_Directions for this task_
Retype the data from its first line up to and including the line that contains "point(214, 119)", keeping every character the same.

------

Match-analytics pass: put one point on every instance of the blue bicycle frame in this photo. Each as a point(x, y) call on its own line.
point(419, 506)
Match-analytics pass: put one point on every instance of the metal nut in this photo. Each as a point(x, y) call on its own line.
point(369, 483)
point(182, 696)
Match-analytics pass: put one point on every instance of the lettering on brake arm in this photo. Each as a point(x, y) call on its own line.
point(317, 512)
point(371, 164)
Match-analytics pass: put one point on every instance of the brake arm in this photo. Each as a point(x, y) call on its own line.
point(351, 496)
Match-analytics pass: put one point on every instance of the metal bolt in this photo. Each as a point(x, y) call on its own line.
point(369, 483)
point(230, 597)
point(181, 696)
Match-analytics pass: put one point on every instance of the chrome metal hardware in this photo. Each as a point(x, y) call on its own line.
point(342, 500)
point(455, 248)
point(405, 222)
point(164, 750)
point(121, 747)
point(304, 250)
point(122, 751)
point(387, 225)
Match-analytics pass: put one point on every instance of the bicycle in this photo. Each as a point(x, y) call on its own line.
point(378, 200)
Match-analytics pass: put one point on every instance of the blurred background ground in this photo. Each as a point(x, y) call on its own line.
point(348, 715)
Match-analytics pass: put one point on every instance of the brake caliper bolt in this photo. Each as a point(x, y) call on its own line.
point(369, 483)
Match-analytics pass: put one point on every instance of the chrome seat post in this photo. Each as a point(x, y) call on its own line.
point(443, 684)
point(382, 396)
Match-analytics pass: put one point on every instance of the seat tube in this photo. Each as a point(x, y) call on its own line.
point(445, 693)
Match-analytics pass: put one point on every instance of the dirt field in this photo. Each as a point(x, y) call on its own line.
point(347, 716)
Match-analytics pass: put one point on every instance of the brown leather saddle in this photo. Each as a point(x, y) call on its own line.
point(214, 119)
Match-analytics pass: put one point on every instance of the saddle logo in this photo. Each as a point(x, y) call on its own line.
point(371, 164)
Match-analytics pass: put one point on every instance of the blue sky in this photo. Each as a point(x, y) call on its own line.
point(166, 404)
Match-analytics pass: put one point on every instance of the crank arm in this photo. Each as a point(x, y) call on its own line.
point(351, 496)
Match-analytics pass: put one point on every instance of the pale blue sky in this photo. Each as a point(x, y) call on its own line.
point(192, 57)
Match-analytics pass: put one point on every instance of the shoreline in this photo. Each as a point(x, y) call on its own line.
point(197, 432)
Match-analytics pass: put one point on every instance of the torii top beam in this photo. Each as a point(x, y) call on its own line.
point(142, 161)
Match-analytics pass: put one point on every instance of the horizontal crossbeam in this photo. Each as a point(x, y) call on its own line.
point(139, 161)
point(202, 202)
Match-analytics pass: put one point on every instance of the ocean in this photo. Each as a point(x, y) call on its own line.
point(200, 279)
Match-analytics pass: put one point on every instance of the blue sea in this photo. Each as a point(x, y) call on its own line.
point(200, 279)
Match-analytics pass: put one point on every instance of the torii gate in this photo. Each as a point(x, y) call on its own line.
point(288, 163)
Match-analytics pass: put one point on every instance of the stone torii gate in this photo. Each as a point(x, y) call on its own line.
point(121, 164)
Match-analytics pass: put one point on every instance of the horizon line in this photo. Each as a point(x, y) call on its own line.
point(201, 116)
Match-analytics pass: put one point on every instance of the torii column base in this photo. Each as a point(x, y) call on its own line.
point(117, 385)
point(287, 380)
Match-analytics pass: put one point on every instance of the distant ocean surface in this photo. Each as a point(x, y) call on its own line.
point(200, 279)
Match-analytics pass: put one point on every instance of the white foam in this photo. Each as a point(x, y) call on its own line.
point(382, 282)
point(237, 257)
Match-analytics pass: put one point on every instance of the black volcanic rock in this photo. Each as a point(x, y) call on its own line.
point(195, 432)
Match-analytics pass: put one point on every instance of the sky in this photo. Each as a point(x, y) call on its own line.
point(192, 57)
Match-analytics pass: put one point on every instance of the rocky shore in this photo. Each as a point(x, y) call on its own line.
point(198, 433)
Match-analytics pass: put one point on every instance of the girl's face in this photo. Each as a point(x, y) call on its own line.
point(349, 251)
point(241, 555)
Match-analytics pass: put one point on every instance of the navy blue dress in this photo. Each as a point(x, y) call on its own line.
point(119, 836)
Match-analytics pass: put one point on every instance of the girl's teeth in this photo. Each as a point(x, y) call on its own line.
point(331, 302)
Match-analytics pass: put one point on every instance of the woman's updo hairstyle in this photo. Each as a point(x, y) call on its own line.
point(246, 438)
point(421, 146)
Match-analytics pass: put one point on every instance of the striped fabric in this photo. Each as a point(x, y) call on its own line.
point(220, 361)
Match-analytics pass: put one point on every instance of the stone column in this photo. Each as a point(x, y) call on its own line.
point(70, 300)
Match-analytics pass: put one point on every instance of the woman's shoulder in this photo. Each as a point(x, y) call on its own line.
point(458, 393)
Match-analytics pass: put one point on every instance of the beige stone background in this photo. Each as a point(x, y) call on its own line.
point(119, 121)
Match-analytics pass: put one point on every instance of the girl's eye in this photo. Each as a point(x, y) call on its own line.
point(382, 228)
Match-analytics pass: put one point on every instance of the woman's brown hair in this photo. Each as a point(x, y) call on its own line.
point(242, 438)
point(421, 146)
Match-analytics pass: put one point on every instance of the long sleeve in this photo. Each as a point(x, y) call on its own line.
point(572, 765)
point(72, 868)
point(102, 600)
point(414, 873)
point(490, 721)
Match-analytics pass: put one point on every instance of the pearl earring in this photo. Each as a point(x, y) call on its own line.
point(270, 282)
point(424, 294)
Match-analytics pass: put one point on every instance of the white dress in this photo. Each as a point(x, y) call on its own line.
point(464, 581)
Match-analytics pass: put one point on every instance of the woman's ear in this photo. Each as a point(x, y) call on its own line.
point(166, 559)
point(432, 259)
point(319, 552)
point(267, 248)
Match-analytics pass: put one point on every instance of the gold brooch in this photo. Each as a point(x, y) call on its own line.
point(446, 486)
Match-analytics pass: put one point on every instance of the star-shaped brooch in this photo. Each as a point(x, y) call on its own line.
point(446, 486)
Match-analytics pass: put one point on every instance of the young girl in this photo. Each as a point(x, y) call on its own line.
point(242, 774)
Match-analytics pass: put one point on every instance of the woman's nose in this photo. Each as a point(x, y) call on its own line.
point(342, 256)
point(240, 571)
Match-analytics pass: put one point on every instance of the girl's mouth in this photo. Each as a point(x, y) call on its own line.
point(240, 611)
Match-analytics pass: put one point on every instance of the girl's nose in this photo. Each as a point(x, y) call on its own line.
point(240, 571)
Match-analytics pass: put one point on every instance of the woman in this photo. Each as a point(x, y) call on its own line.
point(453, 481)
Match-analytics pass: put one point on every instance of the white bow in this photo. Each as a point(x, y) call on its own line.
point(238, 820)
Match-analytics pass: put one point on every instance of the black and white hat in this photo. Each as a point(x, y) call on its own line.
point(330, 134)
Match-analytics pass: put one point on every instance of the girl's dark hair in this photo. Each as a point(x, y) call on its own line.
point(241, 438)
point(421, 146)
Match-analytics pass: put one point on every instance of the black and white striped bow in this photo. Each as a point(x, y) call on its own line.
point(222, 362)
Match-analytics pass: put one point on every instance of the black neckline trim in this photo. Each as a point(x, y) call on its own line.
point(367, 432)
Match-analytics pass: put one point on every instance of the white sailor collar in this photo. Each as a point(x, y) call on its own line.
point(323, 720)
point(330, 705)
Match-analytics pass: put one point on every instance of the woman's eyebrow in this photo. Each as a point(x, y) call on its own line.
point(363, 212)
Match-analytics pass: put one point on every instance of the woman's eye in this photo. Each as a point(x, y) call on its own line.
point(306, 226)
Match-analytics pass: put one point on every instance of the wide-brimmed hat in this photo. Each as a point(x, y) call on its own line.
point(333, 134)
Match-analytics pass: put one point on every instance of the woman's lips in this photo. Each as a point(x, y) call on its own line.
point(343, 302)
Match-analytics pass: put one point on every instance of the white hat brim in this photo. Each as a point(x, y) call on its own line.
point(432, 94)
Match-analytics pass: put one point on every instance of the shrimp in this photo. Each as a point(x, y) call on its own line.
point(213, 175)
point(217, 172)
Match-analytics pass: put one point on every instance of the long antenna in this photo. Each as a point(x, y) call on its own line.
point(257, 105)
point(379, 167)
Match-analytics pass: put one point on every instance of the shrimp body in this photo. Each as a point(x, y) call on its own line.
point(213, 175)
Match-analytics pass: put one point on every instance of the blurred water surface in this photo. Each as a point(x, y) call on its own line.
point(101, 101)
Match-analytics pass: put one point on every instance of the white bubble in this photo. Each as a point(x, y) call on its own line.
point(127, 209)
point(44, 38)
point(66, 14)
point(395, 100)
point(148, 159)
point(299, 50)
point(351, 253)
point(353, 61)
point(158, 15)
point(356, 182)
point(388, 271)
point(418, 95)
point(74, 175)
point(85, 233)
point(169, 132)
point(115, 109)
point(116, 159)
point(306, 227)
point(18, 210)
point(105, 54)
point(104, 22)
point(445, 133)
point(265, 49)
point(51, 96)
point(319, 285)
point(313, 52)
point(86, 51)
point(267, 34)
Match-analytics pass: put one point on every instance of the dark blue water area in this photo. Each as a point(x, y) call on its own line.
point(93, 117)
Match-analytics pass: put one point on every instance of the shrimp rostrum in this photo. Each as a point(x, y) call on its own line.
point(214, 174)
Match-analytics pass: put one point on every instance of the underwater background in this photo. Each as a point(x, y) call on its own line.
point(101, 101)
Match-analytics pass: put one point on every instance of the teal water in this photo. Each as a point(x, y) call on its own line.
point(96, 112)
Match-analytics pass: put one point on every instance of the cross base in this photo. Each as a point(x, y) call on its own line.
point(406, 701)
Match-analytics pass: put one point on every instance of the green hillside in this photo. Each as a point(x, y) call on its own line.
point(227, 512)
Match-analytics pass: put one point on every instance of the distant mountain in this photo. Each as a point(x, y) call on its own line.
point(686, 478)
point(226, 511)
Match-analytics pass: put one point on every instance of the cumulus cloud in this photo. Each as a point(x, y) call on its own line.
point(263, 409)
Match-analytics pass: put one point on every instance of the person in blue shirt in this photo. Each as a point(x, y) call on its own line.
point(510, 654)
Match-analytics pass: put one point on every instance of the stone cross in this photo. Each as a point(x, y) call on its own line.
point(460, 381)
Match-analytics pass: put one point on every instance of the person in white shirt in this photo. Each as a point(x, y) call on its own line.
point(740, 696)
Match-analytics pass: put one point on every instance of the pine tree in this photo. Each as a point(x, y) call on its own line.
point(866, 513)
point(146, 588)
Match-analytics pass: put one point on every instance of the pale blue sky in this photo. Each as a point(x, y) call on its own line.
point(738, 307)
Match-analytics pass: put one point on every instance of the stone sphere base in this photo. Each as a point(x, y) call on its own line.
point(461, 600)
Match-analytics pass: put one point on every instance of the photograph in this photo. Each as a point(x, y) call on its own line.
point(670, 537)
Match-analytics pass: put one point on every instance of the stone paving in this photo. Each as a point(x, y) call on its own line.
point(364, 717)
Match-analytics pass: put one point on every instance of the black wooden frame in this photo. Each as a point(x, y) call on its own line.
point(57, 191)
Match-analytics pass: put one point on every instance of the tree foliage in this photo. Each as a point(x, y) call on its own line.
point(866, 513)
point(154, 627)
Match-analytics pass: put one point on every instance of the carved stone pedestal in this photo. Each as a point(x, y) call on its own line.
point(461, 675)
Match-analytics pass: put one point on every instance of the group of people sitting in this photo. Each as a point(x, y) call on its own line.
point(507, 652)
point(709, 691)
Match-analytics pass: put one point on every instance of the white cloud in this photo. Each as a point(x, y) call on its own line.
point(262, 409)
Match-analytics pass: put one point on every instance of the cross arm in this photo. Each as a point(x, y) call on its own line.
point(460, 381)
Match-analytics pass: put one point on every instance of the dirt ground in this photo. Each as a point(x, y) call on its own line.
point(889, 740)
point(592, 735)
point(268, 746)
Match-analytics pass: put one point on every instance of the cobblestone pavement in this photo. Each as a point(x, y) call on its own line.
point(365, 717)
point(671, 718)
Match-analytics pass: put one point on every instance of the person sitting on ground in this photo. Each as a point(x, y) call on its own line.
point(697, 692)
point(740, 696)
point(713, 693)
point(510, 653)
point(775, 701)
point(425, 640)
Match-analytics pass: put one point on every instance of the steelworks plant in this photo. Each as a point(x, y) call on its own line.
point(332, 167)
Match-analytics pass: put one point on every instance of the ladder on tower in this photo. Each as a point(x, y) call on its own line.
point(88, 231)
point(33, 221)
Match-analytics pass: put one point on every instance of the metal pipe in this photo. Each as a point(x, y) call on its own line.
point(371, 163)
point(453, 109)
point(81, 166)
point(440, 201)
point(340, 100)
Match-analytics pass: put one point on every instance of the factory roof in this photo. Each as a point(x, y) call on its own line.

------

_Result of this task_
Match-analytics pass: put one point on every instance of the blue bicycle frame in this photo. Each as a point(x, y) call on its own line.
point(419, 506)
Match-analytics pass: put one point on every instance of the metal nut in this photo. Each as a point(x, y) call on its own line.
point(369, 483)
point(182, 696)
Match-analytics pass: put one point on every instance of the lettering on brake arm in this photo. Each as a point(x, y) call on its own line.
point(317, 512)
point(371, 164)
Match-analytics pass: put one point on every instance of the brake arm in this photo. Each as a point(x, y) call on its own line.
point(351, 496)
Match-analytics pass: put one point on every instance of the metal bolt in this photo. Each as a point(x, y) call on its own line.
point(369, 483)
point(230, 597)
point(181, 696)
Match-analytics pass: put one point on every instance of the chrome metal hardware in this photo. Each as a point(x, y) call on its own line.
point(342, 500)
point(455, 248)
point(405, 222)
point(164, 750)
point(121, 747)
point(304, 250)
point(122, 751)
point(387, 225)
Match-analytics pass: put one point on every instance of the bicycle in this photo. Each as a point(x, y) call on its own line.
point(378, 200)
Match-analytics pass: put one point on every instance of the blurred background ground in this photo. Each as a point(x, y) call on its own line.
point(348, 715)
Match-analytics pass: put one point on every instance of the brake caliper bolt in this photo. Each as a point(x, y) call on its own line.
point(369, 483)
Match-analytics pass: put one point on every instance of the chrome seat post in this photo. Each as a point(x, y) call on its own line.
point(443, 684)
point(382, 396)
Match-analytics pass: put one point on every instance of the seat tube in this photo. Each as a point(x, y) call on its own line.
point(445, 693)
Match-analytics pass: put one point on every instance of the dirt field in this photo. Each as a point(x, y) call on its own line.
point(347, 716)
Match-analytics pass: put one point on every instance of the brown leather saddle in this photo. Each as a point(x, y) call on its own line.
point(214, 119)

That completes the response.